══ Data provided ══

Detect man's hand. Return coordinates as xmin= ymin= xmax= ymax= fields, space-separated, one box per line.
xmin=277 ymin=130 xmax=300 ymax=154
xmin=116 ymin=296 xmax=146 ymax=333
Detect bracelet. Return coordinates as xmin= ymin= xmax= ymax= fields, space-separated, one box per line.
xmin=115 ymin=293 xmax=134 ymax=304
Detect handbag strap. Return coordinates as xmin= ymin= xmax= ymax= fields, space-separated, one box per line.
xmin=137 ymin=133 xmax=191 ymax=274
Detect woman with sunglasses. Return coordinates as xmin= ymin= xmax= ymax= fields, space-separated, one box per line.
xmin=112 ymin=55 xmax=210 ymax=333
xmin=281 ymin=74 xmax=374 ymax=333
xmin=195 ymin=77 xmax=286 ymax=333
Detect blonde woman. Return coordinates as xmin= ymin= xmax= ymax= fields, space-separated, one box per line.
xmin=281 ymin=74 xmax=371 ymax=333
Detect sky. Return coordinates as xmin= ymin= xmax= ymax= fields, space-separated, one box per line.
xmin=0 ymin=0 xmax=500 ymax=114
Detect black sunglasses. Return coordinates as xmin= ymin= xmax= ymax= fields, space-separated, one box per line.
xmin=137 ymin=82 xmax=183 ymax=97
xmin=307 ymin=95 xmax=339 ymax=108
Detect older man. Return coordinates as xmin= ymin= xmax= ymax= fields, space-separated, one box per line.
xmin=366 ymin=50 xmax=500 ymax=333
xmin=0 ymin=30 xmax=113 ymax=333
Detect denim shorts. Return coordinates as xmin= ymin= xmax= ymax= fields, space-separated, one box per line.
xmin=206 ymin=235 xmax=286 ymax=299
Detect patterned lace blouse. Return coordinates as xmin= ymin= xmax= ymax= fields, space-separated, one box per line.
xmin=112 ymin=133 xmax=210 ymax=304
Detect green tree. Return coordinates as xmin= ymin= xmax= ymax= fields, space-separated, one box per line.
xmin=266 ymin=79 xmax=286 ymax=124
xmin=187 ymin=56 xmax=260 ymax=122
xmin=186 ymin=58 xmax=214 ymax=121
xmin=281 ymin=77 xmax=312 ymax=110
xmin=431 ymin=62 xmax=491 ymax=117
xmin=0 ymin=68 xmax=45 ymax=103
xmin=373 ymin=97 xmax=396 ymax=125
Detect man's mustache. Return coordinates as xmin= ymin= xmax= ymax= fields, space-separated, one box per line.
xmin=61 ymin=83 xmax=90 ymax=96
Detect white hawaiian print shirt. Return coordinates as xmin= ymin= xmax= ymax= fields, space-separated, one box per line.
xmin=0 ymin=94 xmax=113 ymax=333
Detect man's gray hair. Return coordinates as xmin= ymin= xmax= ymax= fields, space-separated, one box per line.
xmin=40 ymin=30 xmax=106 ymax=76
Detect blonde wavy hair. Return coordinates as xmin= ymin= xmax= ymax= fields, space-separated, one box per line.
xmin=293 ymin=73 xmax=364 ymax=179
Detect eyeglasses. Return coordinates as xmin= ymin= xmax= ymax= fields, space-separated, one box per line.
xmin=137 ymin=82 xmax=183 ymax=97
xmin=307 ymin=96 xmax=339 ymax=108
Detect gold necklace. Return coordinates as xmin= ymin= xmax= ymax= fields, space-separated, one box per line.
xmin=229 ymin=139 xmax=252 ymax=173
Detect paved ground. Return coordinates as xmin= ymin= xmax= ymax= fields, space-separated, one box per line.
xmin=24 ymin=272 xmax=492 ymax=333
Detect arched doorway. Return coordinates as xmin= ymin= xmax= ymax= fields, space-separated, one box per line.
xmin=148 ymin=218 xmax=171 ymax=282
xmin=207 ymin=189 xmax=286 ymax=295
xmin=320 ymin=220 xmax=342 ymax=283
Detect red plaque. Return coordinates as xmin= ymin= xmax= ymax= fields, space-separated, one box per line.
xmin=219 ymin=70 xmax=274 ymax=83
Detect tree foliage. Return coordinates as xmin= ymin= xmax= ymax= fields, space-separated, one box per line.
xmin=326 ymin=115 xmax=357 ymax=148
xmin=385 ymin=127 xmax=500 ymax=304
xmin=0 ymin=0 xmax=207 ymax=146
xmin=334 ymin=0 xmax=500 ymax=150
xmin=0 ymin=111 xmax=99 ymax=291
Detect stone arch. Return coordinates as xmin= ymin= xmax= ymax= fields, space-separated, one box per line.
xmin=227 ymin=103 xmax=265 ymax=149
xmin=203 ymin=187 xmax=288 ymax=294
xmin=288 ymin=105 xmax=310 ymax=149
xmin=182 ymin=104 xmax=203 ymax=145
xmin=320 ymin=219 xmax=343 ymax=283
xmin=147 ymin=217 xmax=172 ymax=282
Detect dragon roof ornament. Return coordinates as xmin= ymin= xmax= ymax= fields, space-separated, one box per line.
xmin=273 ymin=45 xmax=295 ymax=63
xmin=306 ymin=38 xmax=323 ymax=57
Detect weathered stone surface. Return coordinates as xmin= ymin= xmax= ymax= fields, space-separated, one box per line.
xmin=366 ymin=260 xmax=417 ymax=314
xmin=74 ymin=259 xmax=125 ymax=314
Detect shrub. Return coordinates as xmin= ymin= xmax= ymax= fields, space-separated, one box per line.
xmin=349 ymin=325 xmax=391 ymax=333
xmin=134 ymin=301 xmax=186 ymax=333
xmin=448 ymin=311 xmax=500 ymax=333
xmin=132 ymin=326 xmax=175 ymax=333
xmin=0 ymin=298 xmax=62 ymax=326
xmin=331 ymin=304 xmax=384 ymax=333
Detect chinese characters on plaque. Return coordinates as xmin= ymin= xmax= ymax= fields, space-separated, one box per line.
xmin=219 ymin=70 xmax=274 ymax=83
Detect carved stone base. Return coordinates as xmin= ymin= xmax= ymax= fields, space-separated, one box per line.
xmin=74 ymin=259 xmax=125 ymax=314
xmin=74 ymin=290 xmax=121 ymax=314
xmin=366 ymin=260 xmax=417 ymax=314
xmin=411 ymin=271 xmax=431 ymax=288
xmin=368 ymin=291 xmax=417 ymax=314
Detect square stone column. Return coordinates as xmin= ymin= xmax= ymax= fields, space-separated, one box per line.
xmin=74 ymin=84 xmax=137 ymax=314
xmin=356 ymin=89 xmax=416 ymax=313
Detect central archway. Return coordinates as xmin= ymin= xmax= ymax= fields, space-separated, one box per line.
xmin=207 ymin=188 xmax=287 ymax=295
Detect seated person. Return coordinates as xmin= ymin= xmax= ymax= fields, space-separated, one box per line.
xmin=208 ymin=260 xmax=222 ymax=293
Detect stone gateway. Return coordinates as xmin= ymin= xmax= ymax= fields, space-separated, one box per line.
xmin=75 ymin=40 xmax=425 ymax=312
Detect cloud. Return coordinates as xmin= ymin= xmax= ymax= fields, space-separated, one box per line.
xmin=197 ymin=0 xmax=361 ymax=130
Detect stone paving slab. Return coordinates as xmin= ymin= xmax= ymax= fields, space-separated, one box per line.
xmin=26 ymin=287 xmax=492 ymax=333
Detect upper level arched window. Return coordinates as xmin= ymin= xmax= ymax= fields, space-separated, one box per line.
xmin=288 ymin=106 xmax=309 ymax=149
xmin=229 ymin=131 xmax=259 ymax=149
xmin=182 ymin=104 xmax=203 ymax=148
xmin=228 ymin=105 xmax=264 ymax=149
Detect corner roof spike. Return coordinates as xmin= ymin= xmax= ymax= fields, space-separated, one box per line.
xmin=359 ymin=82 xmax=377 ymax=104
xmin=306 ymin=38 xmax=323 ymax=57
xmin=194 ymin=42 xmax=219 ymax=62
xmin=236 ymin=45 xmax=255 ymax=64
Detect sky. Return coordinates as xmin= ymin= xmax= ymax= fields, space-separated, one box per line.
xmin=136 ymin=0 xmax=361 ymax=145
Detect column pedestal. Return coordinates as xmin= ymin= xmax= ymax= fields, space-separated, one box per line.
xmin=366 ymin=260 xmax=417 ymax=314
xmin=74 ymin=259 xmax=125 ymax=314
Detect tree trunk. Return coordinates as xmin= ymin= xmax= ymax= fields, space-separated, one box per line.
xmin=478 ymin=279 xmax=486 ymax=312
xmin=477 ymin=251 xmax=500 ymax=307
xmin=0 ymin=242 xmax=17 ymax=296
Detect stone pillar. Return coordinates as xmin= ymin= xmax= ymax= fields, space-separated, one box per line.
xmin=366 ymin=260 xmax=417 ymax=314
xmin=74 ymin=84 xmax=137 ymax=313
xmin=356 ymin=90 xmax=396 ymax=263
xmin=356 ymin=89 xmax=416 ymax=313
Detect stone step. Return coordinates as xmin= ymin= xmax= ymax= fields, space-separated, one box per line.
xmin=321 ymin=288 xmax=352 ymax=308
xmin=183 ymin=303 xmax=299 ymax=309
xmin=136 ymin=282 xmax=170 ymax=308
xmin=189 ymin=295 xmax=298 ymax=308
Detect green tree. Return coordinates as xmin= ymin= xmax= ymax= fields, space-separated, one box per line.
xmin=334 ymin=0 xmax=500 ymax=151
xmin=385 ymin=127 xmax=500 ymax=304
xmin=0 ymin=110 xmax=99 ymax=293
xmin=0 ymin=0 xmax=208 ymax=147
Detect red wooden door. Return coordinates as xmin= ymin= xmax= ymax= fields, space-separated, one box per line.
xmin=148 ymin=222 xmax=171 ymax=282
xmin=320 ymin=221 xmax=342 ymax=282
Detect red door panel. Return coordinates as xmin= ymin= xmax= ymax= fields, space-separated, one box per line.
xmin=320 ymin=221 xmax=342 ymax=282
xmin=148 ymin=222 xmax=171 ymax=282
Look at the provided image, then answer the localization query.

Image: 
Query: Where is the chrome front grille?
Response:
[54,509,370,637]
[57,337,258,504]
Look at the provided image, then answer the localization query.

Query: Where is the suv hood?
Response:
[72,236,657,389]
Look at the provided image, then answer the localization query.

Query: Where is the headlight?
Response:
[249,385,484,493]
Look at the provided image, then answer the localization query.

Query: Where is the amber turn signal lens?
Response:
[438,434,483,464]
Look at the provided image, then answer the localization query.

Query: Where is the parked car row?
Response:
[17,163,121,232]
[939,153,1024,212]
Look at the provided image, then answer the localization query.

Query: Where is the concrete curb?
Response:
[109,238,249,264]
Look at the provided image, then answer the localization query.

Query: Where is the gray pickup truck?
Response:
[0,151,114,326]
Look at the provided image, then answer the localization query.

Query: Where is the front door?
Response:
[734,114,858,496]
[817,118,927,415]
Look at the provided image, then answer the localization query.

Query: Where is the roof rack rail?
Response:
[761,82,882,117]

═══

Arrange everything in the material from the line containing "Detect man's mustache." down to the line containing "xmin=293 ymin=73 xmax=364 ymax=179", both included, as a Markdown table with the columns Row and Line, numbering each row and leaving out blank lines.

Completed exercise:
| Row | Line |
|---|---|
| 1 | Detect man's mustache. Return coordinates as xmin= ymin= xmax= ymax= fields, space-separated, one box per line. |
| 2 | xmin=61 ymin=83 xmax=90 ymax=96 |
| 3 | Detect white hawaiian print shirt. Return coordinates as xmin= ymin= xmax= ymax= fields, space-separated, one box per line. |
| 4 | xmin=0 ymin=94 xmax=113 ymax=333 |
| 5 | Detect man's gray hair. Return coordinates as xmin= ymin= xmax= ymax= fields, space-separated, one box per line. |
| 6 | xmin=40 ymin=30 xmax=106 ymax=76 |
| 7 | Detect blonde wavy hair. Return coordinates as xmin= ymin= xmax= ymax= fields, space-separated, one box per line. |
| 8 | xmin=293 ymin=73 xmax=364 ymax=179 |